Set exercise 1 -
Rewrite the Allan Wells profile, everything from "In his first" down to "a marine engineer.", swapping "triple jump" for "high jump".
Set exercise 2 -
In the Allan Wells profile, why did many people think his Olympic 100m win was tarnished? Answer in one to three sentences.
Set exercise 3 -
Answer these questions from the Allan Wells profile:
(a) How old was Wells when he won the Olympic 100m title?
(b) Which Scottish junior title did he win in his first season of athletics?
(c) What was Britain's only track and field medal at the 1976 Montreal Games?

Excerpt provided -
★ ★ ★ ★ ★

Full Name: Allan Wipper Wells
Date of Birth: 3 May 1952 Edinburgh
Club: Edinburgh Southern Harriers.
Coach(s): Wilson Young, Margot Wells (wife).
Paving The Way
When Allan Wells won the Olympic 100m title in Moscow in 1980, he became the first Briton to achieve that success since Harold Abrahams in Paris 56 years earlier; with the glory, came the engineering of a new era for the sport in this country.
Wells remains the last white man to win the blue riband event of the Games and when he achieved that success at the age of 28, he was the oldest man to win the title. He lost that honour to fellow Briton Linford Christie, who won in Barcelona in 1992, but often he praised Wells for setting a standard. With his wife Margot screeching from the sidelines, Wells scorched to victory from the tricky position of lane eight and though many people thought that his triumph was tarnished because more than 50 countries had boycotted the Games, led by the USA, the facts speak for themselves. He delivered on the greatest stage against some of the greatest sprinters - and the when he met the Americans in the following years, he beat them too. Take nothing away from the exploits of an Edinburgh-born athlete whose career never looked like taking the path of being an Olympic 100m champion.
In his first season of athletics in 1970, Wells won the Scottish junior triple jump title and it was another six years before he began sprinting seriously at the age of 24, having trained as a marine engineer.
Wells then moved to the Long Jump where he cleared 7.32m before he ran 10.55 for the 100m, 21.42 for the 200m and the decision was made that he would pursue a sprinting career having rarely shown much talent for it in the past. Britain was crying out for someone like him, to such an extent that the men’s team did not even have a competitor in the 100m at the Olympic Games in Montreal in 1976. Those Games became the worst in Britain’s track and field history when the team won only one medal, Brendan Foster’s bronze in the 10,000m, but within four years the sport had turned itself around. In Moscow, there was gold medal glory for Steve Ovett in the 800m, Sebastian Coe in the 1500m, Daley Thompson in the Decathlon and Wells. And at a time when Britain might not even have been at the Games.

★ ★ ★ ★ ★

Information provided -
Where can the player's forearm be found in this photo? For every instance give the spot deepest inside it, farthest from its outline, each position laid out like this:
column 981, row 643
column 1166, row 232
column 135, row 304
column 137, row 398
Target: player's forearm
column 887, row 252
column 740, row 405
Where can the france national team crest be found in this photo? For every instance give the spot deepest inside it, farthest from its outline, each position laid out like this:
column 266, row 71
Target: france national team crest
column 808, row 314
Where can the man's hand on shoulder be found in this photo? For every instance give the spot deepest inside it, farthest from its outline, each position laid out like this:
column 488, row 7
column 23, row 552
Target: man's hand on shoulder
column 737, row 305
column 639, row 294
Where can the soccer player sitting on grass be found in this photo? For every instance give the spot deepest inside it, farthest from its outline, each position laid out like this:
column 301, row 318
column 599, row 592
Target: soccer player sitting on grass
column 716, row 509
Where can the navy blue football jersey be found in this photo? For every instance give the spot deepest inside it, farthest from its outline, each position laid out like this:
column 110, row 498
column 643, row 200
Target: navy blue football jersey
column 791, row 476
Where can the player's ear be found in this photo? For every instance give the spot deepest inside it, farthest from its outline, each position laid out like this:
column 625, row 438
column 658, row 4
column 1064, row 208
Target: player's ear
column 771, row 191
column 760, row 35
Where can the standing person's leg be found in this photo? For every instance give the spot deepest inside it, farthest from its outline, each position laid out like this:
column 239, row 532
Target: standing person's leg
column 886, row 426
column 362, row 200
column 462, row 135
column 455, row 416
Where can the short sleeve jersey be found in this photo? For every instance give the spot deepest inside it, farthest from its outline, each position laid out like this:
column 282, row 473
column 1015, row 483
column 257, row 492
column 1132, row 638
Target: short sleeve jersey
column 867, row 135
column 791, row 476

★ ★ ★ ★ ★

Output 1 -
In his first season of athletics in 1970, Wells won the Scottish junior high jump title and it was another six years before he began sprinting seriously at the age of 24, having trained as a marine engineer.

Output 2 -
Many people thought his triumph was tarnished because more than 50 countries, led by the USA, had boycotted the Moscow Games.

Output 3 -
(a) 28
(b) The triple jump
(c) Brendan Foster's bronze in the 10,000m